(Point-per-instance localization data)
-------

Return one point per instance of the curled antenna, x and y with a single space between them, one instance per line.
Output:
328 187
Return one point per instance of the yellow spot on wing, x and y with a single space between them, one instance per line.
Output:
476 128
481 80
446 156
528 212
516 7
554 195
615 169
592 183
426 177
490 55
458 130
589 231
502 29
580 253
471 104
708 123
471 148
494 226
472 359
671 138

-------

### WHAT YOU WILL DO
Make a copy of each line in the records that has the word "with".

### RESPONSE
Return one point per instance of the curled antenna, x and y with a single space between them, one instance per line.
Return one point per instance of the yellow spot on wing, x and y with a single space between them, one instance per line.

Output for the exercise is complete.